- TEXT BLOCK:
South Australian researchers find boiled peanuts could help reduce children’s peanut allergies.
A new clinical trial, funded by the Channel 7 Children’s Research Foundation (CRF), has found that boiling peanuts can help up to 80 per cent of allergic children become desensitised to them.
The clinical trial is published in the journal Clinical & Experimental Allergy.
The trial’s extensive preclinical work was also made possible by CRF grants given to research undertaken by Dr Billy Tao (2017 and 2019), to Associate Professor Tim Chataway (2019) and to Dr Preethi Eldi (2020); each providing the critical preclinical scientific foundation to this clinical trial.
Boiling the nuts changes their chemical composition — lessening the likelihood of an allergic reaction and allowing researchers to gradually introduce nuts, which had been boiled for decreasing amounts of time, to children involved in the year-long trial.
By the end of the trial, 80 per cent of the children could tolerate a dose of 12 unboiled peanuts.
While it is potentially life-changing news for parents of children with severe nut allergies, such as nine-year-old Xavier Connery, experts warn against trying it at home.
However, scientists are working on further research with more widespread applications.
The trial was conducted by Flinders University and the South Australian Health and Medical Research Institute, and involved 70 children aged 6-18 who suffered all from varying degrees of peanut allergies.
“Our clinical trial shows promising early signs in demonstrating that boiling peanuts may provide a safe and effective method for treating peanut-allergic children with sequential doses of boiled and roasted peanuts over an extended period of time,” CRF Fellow and Associate Professor Luke Grzeskowiak said.
Over the first 12 weeks of the trial, the peanuts given to the children were boiled for 12 hours. Over the next 20 weeks, they were boiled for just two hours and then for the final 20 weeks roasted, unboiled peanuts were given.
While 61 per cent of the participants experienced “treatment-related adverse affects” during the trial, just three children had to withdraw because of the those affects — with scientists saying it “demonstrated a favourable safety profile”.
Of the 67 participants who reached the end of the trial, 56 (or 80 per cent of the original cohort) had become desensitised to the target dose of peanuts.
And of the 45 desensitised participants who were involved in follow-up research six months later, 43 could still consume the target dosage of peanuts with no serious allergic reactions, Grzeskowiak said.
The research is good news for Brigette Connery, and could reduce the stress over meal times for her son Xavier – who is among the 3 per cent of children in the Western world who suffer from peanut allergies.

- EXERCISE INSTRUCTIONS:
A) Can you retype the stretch of the peanut allergy article from "South Australian researchers" through "Clinical & Experimental Allergy." word for word?
B) How would you continue the article on boiled peanuts and children's allergies from its last sentence onward?
The records that come next have nothing to do with the article on boiled peanuts.

(Stored items from a collection)
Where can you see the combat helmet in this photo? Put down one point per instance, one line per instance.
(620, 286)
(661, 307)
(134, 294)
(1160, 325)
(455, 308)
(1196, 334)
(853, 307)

- WRITTEN RESPONSES:
A)
South Australian researchers find boiled peanuts could help reduce children’s peanut allergies.
A new clinical trial, funded by the Channel 7 Children’s Research Foundation (CRF), has found that boiling peanuts can help up to 80 per cent of allergic children become desensitised to them.
The clinical trial is published in the journal Clinical & Experimental Allergy.

B)
When he was just 18 months old, Xavier was rushed to hospital after eating a small amount of satay sauce.
“His mouth started swelling up, he started getting hives around his mouth and face and then … he projectile vomited,” Brigette said.
While some paediatricians have previously recommended various types of oral immunotherapy (OIT), including increasing amounts of food allergens given under medical supervision depending in the severity of the allergy, no OIT products have been approved by the Therapeutic Goods Administration.
University of South Australia expert Dr Preethi Eldi, who is looking at developing vaccines for peanut allergies, said studies such as this latest one were a positive step to having OITs approved.
“What these OIT trials do is give you the option to increase your threshold, but depending on you continuing to undergo that treatment,” Eldi said.
“That’s the thing with OIT, (it’s a) long or life-long treatment … it makes it tricky to keep that threshold of desensitisation.”
Eldi said previous studies had shown about 20 per cent of children who had undergone OIT had completely overcome their peanut allergy, while 80 per cent were more tolerant.
Xavier said if was able to overcome his allergy, it would make meal times much more enjoyable.
“Sometimes I feel left out from eating food,” he said.
His mother said she would be much less stressed when she wasn’t present at Xavier’s meal times.
“It would be absolutely life-changing to be really honest with you, because it’s something that’s always in the back of our minds,” Brigette said.
Grzeskowiak said a larger definitive clinical trial would be necessary to further confirm the study’s results.
“With no currently approved treatment for peanut allergy in Australia, there is a lot more research to be done,” he said.
“Oral immunotherapy doesn’t work for everyone and we are in the process of improving our understanding of how these treatments work and what factors can influence how people respond to treatment.
“This will be really important for assessing individual suitability for treatment and improve treatment decisions in the future.”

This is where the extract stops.